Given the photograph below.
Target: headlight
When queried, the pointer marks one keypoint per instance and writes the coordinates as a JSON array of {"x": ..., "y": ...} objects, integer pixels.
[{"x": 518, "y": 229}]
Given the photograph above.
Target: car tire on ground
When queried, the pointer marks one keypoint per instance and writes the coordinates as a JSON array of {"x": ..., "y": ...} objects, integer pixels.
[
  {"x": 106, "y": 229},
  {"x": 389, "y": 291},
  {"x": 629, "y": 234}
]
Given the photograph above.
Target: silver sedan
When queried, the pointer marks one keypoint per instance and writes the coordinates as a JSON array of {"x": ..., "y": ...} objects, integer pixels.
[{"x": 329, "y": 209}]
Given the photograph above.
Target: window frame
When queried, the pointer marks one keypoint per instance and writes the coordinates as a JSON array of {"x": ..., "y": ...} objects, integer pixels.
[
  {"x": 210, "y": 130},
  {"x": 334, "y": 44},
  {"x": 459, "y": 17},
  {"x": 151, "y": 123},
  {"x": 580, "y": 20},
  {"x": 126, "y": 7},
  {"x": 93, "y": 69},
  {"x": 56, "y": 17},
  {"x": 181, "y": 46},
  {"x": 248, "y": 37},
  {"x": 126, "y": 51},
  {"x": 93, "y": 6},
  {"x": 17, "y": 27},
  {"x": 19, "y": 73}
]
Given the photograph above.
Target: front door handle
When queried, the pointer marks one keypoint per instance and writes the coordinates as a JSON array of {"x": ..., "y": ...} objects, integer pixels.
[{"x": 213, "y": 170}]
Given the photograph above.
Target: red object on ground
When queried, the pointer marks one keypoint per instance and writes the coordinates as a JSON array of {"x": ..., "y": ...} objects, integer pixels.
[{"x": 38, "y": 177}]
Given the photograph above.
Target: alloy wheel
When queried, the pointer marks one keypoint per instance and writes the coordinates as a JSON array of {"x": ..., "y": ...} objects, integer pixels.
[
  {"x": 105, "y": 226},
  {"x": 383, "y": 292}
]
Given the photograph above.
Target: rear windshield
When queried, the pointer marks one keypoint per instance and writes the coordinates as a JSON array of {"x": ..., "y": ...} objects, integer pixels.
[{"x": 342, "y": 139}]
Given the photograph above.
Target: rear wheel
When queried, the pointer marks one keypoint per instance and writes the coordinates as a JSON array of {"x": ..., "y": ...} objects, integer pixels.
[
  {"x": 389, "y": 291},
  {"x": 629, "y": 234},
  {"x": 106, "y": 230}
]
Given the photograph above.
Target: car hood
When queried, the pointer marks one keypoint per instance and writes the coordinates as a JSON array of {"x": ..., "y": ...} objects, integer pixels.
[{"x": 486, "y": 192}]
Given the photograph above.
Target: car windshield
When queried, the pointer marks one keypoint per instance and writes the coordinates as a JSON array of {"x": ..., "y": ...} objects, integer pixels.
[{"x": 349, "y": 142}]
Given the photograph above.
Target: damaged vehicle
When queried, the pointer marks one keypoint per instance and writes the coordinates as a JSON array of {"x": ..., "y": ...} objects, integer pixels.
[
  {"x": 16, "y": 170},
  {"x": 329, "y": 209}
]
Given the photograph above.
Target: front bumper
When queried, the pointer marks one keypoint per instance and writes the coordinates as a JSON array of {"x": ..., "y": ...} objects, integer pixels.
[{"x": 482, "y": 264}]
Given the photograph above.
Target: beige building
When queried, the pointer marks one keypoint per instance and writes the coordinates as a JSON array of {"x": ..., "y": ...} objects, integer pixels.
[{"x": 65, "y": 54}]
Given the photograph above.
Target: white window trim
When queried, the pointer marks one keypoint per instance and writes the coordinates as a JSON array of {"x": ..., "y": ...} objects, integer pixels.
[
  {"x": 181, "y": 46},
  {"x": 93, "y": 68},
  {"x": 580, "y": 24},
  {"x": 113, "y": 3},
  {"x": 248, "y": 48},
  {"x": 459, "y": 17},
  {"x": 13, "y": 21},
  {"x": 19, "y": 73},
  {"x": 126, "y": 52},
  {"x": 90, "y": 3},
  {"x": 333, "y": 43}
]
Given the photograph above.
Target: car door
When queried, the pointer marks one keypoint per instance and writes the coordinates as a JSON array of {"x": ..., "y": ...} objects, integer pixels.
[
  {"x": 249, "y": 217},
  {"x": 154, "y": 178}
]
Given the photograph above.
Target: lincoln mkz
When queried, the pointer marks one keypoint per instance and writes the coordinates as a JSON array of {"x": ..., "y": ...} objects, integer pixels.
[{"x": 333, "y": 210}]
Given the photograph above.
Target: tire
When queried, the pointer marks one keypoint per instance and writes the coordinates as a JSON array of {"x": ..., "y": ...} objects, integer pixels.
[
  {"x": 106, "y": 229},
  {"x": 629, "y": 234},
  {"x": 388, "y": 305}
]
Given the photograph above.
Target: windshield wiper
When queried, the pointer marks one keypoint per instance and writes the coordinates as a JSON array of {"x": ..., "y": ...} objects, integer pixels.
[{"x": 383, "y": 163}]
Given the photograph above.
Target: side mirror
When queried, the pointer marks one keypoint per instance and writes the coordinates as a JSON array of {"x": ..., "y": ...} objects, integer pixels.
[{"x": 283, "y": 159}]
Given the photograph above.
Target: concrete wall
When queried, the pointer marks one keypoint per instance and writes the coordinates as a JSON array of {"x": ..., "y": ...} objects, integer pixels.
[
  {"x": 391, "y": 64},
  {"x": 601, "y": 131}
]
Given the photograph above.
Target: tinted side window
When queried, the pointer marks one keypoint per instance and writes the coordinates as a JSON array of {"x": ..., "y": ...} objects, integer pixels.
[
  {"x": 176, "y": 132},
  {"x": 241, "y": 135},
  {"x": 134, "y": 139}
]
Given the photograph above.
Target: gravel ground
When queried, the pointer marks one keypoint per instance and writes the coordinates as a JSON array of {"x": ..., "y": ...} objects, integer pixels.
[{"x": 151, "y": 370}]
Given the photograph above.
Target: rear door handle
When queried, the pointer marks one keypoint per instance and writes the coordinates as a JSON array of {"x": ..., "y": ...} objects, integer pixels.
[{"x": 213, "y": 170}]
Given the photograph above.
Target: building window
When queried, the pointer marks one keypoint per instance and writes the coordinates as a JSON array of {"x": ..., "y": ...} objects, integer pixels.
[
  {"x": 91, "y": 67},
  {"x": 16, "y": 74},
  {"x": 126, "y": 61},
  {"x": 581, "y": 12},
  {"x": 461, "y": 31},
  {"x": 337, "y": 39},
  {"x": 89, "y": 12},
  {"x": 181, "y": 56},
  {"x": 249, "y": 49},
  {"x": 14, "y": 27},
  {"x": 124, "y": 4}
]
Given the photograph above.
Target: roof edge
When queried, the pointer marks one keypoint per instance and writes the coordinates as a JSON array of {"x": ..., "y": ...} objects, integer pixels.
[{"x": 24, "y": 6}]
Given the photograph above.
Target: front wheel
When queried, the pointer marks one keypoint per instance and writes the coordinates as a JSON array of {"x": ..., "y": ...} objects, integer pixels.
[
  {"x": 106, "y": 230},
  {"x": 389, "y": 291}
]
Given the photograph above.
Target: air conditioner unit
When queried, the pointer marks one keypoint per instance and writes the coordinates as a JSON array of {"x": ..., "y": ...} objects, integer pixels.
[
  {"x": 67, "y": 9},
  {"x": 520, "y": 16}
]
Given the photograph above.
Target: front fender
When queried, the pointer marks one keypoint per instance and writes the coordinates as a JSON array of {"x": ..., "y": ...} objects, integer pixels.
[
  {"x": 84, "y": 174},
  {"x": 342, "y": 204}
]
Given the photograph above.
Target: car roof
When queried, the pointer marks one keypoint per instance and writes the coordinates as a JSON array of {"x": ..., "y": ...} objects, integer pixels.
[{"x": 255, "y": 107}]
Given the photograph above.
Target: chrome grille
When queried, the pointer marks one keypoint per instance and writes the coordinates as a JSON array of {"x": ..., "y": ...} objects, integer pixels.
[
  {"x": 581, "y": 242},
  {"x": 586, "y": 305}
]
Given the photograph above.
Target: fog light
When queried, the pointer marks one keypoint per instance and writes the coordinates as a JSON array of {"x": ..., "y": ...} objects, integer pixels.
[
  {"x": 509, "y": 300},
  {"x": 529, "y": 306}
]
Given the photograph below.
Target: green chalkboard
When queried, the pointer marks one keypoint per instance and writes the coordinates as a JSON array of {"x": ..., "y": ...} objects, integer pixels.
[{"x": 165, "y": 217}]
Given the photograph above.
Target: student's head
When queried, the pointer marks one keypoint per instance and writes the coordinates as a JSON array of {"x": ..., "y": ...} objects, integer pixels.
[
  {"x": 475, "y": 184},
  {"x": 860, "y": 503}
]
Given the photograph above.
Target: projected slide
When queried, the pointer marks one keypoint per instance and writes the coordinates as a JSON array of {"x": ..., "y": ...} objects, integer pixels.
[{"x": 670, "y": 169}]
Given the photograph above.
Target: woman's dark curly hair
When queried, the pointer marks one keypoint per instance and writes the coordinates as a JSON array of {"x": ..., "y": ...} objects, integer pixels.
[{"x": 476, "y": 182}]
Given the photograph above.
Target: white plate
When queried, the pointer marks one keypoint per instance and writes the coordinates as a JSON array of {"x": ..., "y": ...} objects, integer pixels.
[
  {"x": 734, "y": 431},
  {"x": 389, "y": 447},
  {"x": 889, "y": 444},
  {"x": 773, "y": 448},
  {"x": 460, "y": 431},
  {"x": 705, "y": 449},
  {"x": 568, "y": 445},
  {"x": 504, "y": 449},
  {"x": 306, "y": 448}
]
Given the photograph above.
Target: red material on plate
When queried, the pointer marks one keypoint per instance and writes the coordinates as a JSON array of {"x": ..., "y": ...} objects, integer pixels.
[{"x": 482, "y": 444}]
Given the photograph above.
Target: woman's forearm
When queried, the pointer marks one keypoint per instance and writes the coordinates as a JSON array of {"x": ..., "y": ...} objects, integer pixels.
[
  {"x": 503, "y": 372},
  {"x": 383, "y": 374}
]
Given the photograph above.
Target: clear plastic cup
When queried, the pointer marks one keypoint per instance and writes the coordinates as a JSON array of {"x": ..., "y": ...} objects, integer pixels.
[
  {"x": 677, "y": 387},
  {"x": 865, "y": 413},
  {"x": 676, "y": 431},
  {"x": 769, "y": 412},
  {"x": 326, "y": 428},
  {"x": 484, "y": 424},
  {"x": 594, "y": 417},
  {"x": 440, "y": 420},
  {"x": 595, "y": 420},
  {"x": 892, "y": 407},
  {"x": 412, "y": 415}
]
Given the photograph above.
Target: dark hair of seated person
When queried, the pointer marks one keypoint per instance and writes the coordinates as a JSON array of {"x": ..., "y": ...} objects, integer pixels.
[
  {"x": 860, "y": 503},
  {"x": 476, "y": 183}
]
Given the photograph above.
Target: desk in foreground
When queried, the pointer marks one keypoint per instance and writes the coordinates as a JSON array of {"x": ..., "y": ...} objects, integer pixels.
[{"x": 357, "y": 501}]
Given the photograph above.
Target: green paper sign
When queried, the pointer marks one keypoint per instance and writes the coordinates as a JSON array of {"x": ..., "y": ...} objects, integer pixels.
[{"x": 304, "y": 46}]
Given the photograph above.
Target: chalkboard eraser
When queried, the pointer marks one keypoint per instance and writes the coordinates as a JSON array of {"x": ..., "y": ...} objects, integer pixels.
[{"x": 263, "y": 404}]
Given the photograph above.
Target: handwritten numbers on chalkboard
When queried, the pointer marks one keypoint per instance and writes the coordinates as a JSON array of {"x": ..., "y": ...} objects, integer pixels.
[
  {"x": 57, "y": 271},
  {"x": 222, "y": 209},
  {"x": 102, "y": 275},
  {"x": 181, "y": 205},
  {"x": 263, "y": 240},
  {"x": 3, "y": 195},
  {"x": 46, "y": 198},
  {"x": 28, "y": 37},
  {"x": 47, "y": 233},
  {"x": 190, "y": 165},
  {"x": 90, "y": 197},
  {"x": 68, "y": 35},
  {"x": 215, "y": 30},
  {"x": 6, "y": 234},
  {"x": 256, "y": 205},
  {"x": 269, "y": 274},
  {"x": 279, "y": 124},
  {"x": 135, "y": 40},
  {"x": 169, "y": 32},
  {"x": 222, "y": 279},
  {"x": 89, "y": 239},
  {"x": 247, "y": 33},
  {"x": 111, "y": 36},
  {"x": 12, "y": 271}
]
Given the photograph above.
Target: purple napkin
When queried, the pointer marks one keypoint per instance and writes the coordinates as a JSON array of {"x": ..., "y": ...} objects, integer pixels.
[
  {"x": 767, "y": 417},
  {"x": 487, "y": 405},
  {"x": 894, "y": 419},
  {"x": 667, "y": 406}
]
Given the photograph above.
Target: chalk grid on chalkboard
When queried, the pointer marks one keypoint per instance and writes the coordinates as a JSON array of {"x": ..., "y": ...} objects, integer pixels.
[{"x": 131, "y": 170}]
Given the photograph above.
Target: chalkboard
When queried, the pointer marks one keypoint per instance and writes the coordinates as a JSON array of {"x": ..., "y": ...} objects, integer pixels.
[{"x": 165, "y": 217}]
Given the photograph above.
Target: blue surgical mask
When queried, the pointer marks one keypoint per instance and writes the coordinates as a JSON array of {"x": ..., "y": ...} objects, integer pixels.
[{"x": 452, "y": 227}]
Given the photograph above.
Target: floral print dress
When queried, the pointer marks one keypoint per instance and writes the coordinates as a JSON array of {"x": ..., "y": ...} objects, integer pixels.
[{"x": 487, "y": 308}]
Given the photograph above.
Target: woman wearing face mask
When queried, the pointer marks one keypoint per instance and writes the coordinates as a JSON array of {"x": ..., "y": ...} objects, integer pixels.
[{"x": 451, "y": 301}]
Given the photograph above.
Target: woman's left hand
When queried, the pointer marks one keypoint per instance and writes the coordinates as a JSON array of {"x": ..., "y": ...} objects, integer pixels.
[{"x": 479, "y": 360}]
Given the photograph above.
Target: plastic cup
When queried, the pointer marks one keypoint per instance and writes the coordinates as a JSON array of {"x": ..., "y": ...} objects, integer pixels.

-----

> _EXERCISE_
List each line in the entries above that contains the word "wheel".

> _TASK RESPONSE_
Target: alloy wheel
Target: rear wheel
Target: front wheel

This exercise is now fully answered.